Passage shown:
=== Begin Enclosure ===

2017 wildfire in Montana, United States

The Alice Creek Fire was a wildfire north of Lincoln in the Lewis and Clark National Forest, located in Lewis and Clark County in Montana in the United States. The fire, started by a lightning strike, was reported on July 22, 2017. The fire burned at least 29252 acre. The Alice Creek Fire crossed the Continental Divide, impacting wildlife, specifically aquatic life, and threatened the Alice Creek Historic District.

==Events==

===August===
The Alice Fire was reported on July 22, 2017, at 6:37 PM, 16 miles northeast of Lincoln, Montana. The cause for the fire was a lightning strike. Upon its discovery, the fire had burned a mere 20 acre The fire grew slowly and by August 6, it was already 10% contained at 59 acre. Fire crews camped out near the fire due to its remote location, utilizing a helicopter for transportation. At this time, preventative measures were passed prohibiting fires (including campfires) outside of approved recreation areas and no smoking within 3 feet of vegetation.

=== End Enclosure ===

Stored data:

=== Begin Enclosure ===

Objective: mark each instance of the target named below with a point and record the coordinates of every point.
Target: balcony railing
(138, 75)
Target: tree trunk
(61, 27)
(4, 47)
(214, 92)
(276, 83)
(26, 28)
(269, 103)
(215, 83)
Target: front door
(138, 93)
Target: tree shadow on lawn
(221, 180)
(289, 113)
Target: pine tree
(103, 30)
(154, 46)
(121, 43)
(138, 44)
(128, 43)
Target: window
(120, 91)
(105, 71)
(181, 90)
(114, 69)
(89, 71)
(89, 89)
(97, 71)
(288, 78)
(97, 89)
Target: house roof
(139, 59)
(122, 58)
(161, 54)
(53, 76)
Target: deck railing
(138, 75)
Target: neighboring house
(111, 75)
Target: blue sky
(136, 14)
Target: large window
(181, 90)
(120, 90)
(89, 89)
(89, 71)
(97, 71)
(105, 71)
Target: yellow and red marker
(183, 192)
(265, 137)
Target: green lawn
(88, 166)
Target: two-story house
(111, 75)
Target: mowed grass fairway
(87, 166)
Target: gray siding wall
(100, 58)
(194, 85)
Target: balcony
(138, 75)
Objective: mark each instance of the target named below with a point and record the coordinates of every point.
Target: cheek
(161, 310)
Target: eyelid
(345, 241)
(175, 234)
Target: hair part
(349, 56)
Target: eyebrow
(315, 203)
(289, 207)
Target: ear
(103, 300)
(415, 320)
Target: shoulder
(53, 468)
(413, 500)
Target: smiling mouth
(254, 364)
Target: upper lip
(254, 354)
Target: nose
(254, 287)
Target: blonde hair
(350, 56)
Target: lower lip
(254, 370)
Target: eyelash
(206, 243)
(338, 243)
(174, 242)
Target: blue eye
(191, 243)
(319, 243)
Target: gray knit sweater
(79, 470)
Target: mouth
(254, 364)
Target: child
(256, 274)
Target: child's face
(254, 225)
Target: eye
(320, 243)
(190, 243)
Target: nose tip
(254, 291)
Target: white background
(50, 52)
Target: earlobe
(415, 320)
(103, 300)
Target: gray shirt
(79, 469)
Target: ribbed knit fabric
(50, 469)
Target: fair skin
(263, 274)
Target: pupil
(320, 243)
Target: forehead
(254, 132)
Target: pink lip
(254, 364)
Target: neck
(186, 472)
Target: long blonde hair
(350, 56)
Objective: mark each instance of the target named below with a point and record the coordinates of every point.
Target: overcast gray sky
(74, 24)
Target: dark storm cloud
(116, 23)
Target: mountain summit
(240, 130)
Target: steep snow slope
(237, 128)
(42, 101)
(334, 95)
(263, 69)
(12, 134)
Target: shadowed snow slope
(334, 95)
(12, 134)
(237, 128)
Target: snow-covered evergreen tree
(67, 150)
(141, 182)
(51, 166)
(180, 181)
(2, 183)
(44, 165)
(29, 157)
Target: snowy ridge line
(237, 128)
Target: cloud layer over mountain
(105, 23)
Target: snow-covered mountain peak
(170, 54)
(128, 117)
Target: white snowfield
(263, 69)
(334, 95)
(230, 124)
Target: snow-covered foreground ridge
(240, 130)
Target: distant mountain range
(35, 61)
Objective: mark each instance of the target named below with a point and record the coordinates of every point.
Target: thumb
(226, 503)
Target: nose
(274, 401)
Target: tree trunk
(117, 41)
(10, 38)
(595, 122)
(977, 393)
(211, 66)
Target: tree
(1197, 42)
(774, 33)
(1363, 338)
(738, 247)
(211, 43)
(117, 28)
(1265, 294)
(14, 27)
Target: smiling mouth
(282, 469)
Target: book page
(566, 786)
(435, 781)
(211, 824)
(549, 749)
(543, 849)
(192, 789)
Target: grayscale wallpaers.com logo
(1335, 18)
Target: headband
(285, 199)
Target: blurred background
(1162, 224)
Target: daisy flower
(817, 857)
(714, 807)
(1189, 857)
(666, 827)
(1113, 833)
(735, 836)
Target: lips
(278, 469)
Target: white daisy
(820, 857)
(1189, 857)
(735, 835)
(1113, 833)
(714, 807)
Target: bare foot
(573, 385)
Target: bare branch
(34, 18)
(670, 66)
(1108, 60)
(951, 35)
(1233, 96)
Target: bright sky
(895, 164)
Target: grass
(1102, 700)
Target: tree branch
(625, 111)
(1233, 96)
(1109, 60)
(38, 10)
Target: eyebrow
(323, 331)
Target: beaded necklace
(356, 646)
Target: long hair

=== End Enclosure ===

Requirement: List every named place in the passage on the Alice Creek Fire, not counting the fire itself, each once.

Solved exercise:
- Lincoln
- Lewis and Clark National Forest
- Lewis and Clark County
- Montana
- United States
- Continental Divide
- Alice Creek Historic District